## START PASSAGE PROVIDED
Gender pay gap reporting is the start of a long conversation about gender inequality in the workplace as no other reporting so far has shone a spotlight as fiercely on organisations nor sparked as much public debate on organisational practices. According to the global communications agency Golin, the gender pay gap was the biggest business story in the UK in 2018, rivalled only by the royal wedding. The media storm showed that the gender pay gap could be reputation-enhancing or have a shaming effect: 84% of business professionals that participated in Golin’s gender pay gap research acknowledged the reputational damage of “naming and shaming” on this issue. 77% believed that organisations would lose staff over a sizeable gap and 73% that the worst offenders would find it harder to recruit.

GPG reporting represents a big first step, as illustrated by major advertising firm, JWT, whose creative director said the gender pay gap was a “rocket in the arse” to accelerate the diversification of its staff base and lose its “boys club” reputation. This is the premise of the reporting requirement. Imposing pay transparency on large organisations serves as a direct challenge to change their cultures and prioritise gender equality.

Organisations are now expected to show improved figures. Companies can no longer remain anonymous, providing a good incentive for employers to act. But early indications are not good: 1340 organisations (around 10%) have already submitted their figures ahead of the 5th April deadline. Of these, around 40% have reported a wider gap. An analysis based on these data would be premature but the figure is not entirely surprising. Namely, the nature of the gender pay gap means that it is possible for employers to widen the gap even if they support gender equality. If the organisation’s long-term approach is to recruit more female graduates to lower-paid junior roles, this would increase the pay gap in the short-term. Conversely, the GPG can be narrowed by outsourcing the lowest-paid jobs or paying both women and men poorly – definitely not a strategy to support.   

We can already see that in Kwik Fit and Virgin Atlantic, for example, the gap has widened. Drawing conclusions about the driving factors this year would be premature but Golin’s research suggests that companies are losing senior (best paid) women over internal pay issues. However, a bigger concern may be not tackling other driving factors such as the culture of presenteeism, constant availability, and long working hours, in addition to bias in recruitment and progression, limited returnship opportunities, occupational segregation, and gendered care responsibilities, including limited offer of enhanced shared parental leave.

More than ever, narrative reports will be instrumental, particularly for organisations reporting a wider GPG.

Closing the gap is not plain sailing. It reflects broader inequalities at play in society, such as gendered working patterns, women’s shorter working hours and educational choices, and thus does not happen in a single reporting cycle. Also, closing the gender pay gap within organisations will not eliminate the national pay gap altogether. But employers are key to ensuring that their organisational practices and workplace culture, recruitment and selection, progression, organisation of work and pay structure support both men and women.
## END PASSAGE PROVIDED
SET TASKS
1. Write out the part of the passage on gender pay gap reporting between "We can already" and "a wider GPG.", inclusive.
2. List every organization that the passage on gender pay gap reporting mentions by name.
## START STORED ROWS
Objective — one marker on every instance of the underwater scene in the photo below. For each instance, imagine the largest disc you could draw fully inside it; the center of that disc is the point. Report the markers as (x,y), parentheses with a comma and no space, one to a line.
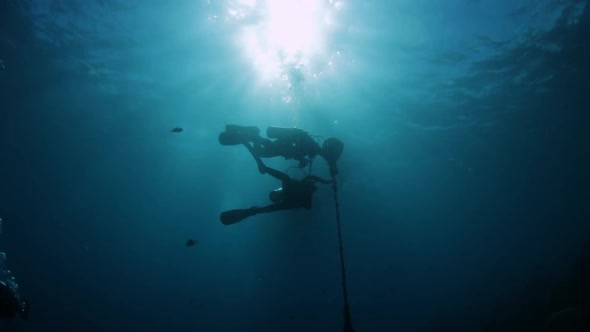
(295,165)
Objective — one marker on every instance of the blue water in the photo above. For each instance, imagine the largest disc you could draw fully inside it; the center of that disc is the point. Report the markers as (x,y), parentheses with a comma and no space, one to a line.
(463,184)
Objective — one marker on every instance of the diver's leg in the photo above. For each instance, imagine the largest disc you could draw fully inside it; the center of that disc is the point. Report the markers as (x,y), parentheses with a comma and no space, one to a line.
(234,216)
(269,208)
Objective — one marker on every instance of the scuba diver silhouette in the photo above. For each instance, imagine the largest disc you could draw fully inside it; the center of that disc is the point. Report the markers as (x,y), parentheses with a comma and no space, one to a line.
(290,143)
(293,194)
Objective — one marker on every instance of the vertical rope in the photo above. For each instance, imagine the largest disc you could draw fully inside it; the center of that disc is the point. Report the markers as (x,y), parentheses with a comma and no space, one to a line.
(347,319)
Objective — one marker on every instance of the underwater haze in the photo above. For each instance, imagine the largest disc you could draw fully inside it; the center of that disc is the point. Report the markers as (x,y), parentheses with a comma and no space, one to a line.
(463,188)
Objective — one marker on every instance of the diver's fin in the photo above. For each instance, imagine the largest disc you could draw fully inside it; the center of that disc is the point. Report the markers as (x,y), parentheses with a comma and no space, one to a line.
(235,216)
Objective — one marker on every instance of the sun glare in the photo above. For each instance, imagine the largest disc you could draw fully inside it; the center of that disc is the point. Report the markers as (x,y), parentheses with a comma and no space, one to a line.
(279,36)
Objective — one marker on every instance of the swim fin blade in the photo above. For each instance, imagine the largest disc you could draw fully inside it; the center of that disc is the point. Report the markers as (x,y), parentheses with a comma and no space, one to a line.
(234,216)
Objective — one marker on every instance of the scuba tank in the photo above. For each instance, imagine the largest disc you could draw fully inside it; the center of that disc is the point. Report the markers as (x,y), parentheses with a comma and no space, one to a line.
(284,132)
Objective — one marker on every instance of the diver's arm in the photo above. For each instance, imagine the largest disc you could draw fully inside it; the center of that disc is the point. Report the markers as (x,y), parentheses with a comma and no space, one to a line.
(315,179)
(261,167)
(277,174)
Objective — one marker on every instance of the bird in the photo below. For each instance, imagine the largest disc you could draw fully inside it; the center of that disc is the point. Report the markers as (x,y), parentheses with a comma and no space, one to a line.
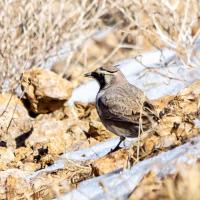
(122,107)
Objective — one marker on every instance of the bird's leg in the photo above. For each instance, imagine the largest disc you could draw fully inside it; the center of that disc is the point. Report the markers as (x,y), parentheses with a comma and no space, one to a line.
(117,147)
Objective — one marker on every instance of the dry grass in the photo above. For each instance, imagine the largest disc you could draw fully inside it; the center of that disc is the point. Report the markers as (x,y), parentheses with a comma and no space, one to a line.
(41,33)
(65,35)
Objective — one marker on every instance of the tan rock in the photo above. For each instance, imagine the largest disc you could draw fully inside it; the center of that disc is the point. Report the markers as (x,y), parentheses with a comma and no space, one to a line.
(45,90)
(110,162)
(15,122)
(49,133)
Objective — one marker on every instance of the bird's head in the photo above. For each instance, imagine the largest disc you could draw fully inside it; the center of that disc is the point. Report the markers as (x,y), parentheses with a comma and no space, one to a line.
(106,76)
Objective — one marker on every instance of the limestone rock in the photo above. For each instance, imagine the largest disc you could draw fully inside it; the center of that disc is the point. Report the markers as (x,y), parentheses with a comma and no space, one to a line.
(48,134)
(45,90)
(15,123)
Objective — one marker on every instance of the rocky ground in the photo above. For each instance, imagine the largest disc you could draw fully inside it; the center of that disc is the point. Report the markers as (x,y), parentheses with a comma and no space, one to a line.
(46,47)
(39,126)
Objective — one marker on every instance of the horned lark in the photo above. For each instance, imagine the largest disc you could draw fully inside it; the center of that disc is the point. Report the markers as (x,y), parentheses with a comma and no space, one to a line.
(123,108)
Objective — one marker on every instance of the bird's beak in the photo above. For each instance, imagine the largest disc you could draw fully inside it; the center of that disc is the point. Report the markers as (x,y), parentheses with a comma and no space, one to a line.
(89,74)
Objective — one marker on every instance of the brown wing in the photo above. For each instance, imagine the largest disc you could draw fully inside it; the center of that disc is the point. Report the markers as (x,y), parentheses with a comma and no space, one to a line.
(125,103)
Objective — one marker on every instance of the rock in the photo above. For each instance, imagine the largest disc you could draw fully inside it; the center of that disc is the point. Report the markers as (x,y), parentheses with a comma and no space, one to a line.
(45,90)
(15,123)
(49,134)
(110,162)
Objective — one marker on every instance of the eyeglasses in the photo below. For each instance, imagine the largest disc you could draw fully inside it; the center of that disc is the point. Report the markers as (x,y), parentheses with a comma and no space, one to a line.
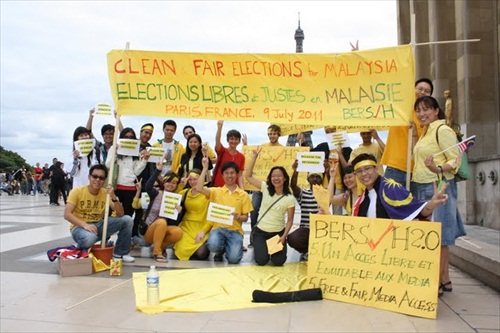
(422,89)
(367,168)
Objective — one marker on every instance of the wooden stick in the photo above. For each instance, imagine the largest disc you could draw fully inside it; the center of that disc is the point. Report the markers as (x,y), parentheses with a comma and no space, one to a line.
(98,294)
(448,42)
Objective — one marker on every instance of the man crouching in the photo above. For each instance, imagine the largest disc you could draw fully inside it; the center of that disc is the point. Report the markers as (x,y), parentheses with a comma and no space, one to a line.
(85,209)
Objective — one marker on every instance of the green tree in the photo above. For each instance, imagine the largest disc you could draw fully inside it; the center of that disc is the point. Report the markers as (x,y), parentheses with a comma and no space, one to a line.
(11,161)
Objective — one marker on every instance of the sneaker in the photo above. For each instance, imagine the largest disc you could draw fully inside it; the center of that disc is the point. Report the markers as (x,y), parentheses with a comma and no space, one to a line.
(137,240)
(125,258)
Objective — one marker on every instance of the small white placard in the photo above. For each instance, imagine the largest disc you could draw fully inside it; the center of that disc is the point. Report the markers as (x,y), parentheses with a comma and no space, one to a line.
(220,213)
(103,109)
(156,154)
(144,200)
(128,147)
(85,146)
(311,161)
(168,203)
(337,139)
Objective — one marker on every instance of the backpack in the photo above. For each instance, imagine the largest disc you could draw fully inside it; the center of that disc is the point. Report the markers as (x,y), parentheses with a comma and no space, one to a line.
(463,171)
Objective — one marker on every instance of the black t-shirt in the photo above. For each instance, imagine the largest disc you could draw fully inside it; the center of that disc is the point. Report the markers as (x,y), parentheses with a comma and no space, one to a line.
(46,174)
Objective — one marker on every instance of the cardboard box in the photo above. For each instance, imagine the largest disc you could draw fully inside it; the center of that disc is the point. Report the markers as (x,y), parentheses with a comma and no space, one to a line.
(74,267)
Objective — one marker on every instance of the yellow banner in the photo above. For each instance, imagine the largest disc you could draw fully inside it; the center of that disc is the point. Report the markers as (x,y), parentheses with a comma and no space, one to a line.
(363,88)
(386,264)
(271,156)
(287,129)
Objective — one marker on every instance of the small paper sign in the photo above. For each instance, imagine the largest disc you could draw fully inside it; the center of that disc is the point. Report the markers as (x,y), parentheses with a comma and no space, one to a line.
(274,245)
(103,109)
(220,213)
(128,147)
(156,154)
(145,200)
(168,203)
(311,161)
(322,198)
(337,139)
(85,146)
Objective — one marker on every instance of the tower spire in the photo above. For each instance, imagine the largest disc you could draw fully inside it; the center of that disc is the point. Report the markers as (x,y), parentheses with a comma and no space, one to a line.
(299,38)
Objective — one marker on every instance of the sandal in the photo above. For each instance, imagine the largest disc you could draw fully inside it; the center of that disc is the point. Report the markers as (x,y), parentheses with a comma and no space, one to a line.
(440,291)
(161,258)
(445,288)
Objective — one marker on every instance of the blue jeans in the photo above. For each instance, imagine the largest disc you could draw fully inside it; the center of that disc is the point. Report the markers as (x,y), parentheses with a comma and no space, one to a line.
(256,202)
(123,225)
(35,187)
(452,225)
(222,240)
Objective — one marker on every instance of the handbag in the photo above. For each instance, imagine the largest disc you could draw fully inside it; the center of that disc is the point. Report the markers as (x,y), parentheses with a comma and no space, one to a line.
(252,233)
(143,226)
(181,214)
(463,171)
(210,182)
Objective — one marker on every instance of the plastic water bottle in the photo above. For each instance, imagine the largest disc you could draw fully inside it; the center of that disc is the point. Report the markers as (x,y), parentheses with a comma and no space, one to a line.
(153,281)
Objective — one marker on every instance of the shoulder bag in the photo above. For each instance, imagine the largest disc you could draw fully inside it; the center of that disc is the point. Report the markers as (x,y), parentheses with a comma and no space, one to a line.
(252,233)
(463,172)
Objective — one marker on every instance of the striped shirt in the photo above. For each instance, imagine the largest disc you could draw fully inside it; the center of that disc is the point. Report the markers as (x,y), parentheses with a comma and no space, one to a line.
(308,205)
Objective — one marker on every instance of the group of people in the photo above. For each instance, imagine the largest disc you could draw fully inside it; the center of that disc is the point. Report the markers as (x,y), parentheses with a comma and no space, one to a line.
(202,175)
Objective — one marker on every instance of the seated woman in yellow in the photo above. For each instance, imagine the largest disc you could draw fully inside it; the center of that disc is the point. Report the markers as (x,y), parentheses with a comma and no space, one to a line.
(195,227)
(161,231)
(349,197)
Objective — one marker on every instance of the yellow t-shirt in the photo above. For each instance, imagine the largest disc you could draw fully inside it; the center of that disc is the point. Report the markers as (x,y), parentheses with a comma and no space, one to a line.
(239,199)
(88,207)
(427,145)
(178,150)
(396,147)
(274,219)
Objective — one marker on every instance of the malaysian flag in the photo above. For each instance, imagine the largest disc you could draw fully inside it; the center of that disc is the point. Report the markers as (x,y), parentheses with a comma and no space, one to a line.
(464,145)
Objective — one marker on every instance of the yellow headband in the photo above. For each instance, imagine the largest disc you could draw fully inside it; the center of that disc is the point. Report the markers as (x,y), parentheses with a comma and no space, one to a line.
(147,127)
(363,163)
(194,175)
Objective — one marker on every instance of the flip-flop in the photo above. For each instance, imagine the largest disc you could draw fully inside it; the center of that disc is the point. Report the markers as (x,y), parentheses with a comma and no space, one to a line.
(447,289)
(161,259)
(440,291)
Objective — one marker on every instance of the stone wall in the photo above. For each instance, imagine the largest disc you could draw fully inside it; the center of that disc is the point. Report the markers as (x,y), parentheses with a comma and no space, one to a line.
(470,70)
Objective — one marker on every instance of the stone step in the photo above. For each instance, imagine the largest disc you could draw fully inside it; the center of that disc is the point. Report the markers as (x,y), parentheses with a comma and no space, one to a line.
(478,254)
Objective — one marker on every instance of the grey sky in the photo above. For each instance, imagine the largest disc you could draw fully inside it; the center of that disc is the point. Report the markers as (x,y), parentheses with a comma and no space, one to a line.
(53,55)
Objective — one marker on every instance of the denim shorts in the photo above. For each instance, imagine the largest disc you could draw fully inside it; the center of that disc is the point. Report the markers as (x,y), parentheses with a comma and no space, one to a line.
## END STORED ROWS
EXPECTED RESULTS
1.
We can already see that in Kwik Fit and Virgin Atlantic, for example, the gap has widened. Drawing conclusions about the driving factors this year would be premature but Golin’s research suggests that companies are losing senior (best paid) women over internal pay issues. However, a bigger concern may be not tackling other driving factors such as the culture of presenteeism, constant availability, and long working hours, in addition to bias in recruitment and progression, limited returnship opportunities, occupational segregation, and gendered care responsibilities, including limited offer of enhanced shared parental leave.

More than ever, narrative reports will be instrumental, particularly for organisations reporting a wider GPG.

2.
- Golin
- JWT
- Kwik Fit
- Virgin Atlantic